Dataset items
*** Begin section ***

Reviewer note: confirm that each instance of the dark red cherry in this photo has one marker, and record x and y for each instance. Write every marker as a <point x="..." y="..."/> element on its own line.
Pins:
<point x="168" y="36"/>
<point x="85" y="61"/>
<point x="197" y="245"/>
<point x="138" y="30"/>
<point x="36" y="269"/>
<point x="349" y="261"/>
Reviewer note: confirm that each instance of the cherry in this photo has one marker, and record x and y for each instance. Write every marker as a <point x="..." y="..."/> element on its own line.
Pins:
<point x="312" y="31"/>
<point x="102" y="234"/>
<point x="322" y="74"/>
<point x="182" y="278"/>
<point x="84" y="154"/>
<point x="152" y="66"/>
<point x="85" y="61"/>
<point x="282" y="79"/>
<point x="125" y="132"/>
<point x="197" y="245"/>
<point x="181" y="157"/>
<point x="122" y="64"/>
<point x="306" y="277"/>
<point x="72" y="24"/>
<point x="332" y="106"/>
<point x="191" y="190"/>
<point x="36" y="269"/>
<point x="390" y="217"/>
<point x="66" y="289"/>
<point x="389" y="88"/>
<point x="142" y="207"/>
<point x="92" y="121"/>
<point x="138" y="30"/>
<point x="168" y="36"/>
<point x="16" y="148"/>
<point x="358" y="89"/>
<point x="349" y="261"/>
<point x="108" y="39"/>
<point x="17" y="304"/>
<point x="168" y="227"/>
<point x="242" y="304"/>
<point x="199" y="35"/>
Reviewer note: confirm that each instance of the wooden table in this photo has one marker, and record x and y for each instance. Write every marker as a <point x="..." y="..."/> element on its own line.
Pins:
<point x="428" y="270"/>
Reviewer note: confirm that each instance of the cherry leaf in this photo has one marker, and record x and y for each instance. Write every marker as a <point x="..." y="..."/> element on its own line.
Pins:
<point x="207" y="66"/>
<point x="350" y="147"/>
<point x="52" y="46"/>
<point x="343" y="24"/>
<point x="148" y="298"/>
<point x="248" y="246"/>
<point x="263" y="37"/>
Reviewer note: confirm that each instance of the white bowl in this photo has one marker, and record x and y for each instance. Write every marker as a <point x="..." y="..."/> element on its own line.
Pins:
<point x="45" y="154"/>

*** End section ***
*** Begin section ***

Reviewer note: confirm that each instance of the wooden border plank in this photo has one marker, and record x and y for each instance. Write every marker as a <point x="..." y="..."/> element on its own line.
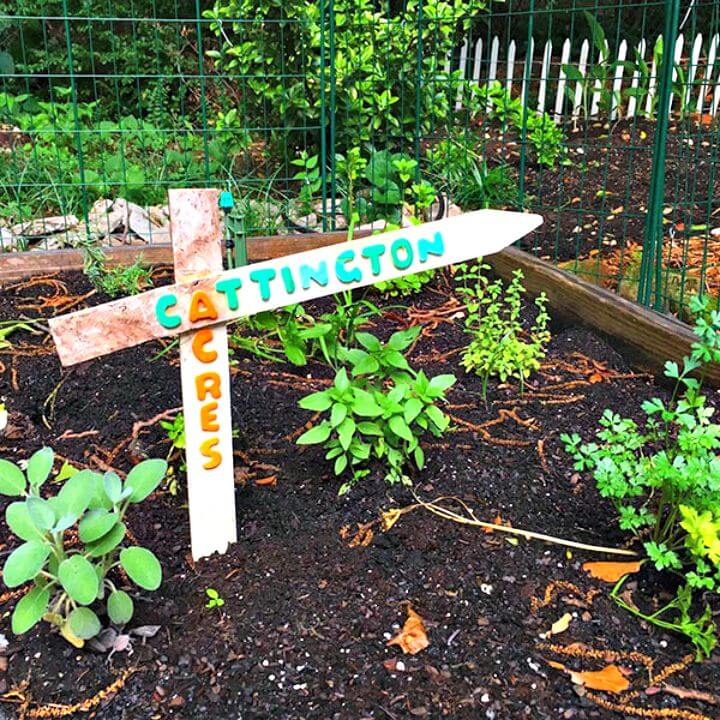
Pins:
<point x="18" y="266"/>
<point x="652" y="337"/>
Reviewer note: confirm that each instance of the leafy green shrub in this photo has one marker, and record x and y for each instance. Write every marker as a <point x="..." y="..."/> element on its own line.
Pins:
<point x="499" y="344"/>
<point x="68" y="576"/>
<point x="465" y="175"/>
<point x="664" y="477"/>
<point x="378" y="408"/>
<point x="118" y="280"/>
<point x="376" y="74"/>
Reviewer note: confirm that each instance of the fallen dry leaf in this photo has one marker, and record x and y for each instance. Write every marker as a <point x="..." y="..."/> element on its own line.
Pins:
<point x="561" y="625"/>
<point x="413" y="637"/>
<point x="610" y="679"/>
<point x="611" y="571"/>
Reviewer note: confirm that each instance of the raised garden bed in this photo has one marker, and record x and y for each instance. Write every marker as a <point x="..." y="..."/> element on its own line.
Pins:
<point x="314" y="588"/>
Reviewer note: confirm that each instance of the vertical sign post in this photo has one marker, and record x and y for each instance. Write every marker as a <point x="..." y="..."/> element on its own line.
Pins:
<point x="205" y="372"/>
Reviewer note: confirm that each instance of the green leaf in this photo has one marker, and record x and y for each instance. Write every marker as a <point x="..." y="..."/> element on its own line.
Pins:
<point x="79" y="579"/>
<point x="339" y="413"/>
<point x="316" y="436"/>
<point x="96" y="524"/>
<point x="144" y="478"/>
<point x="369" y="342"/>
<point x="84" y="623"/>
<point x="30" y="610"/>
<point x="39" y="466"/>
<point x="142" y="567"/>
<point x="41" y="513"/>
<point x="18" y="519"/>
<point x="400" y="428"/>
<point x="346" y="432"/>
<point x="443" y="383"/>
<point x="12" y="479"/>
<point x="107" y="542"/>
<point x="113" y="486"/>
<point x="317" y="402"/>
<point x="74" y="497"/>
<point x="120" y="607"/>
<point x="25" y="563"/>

*** End section ***
*** Begin section ***

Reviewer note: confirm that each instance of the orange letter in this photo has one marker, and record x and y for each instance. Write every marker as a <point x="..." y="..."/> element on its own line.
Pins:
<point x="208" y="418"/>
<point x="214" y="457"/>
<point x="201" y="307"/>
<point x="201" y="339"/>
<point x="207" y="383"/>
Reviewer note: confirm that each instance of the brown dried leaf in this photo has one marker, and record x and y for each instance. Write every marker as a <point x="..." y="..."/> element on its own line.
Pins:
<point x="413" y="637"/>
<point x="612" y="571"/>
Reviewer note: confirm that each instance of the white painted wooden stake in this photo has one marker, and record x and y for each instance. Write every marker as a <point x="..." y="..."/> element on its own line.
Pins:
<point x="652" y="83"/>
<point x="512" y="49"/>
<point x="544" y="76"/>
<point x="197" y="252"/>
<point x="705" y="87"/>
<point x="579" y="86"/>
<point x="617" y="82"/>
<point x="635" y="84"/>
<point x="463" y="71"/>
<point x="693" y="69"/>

*** End section ***

What you are asked to do - In the records, locate each line holding the string "wooden" and copy it.

Reply to the exercise -
Reviewer note: confirm that each instance of the wooden table in this photo has one marker, and record x and y for each instance. Write every marker as a <point x="..." y="..."/> element on its own line.
Reviewer note: confirm that each instance of the wooden border plank in this photo has one marker, and record x and y for each instance. Write every marker as a <point x="..." y="..."/> element on its own line.
Reviewer note: confirm that each instance of the white painted wooden stake in this photo has one marker, and record x and y for each instance. Write every marker as a <point x="..." y="..."/> element on its own line.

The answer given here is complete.